++++ MATERIAL ++++

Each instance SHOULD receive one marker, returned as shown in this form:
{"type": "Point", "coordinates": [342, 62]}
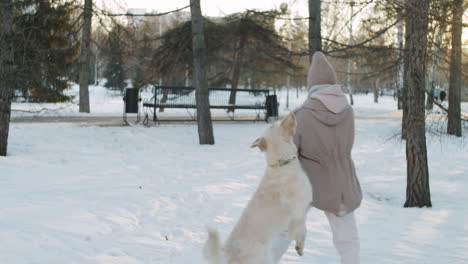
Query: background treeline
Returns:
{"type": "Point", "coordinates": [248, 49]}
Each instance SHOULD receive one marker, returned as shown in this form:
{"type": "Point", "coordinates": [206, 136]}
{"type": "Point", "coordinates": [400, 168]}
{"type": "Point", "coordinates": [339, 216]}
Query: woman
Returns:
{"type": "Point", "coordinates": [324, 138]}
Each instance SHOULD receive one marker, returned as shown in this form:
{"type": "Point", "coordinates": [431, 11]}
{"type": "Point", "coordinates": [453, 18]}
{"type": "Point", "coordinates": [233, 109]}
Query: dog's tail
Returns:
{"type": "Point", "coordinates": [212, 251]}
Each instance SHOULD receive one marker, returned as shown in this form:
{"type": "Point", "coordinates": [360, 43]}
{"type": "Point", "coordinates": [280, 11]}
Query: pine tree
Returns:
{"type": "Point", "coordinates": [114, 71]}
{"type": "Point", "coordinates": [44, 48]}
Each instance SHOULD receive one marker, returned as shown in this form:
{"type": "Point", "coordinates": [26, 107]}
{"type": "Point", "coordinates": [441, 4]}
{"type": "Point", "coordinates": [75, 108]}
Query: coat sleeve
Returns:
{"type": "Point", "coordinates": [297, 136]}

++++

■ **PROMPT**
Copy all the rows above verbatim, omitting the pictures.

■ **WORKED ANSWER**
Each instance SHOULD receive one marker, returned as shown in this form:
{"type": "Point", "coordinates": [342, 62]}
Query: background treeline
Returns:
{"type": "Point", "coordinates": [248, 49]}
Each instance SHOULD receive one marker, returned as shown in this form:
{"type": "Point", "coordinates": [206, 136]}
{"type": "Point", "coordinates": [400, 168]}
{"type": "Point", "coordinates": [339, 216]}
Query: woman
Returns:
{"type": "Point", "coordinates": [324, 138]}
Each instance SHOULD receive one marker, returned as shown in this form:
{"type": "Point", "coordinates": [431, 11]}
{"type": "Point", "coordinates": [453, 18]}
{"type": "Point", "coordinates": [233, 109]}
Query: dog's tail
Returns:
{"type": "Point", "coordinates": [212, 251]}
Each instance SHOULD receive one marker, returned as shown in this form:
{"type": "Point", "coordinates": [360, 43]}
{"type": "Point", "coordinates": [280, 11]}
Query: pine tree
Returns:
{"type": "Point", "coordinates": [114, 71]}
{"type": "Point", "coordinates": [44, 48]}
Each instance SHOULD receive one marker, returned as shown in this form:
{"type": "Point", "coordinates": [26, 107]}
{"type": "Point", "coordinates": [441, 4]}
{"type": "Point", "coordinates": [75, 108]}
Query: coat sleeve
Returns:
{"type": "Point", "coordinates": [297, 136]}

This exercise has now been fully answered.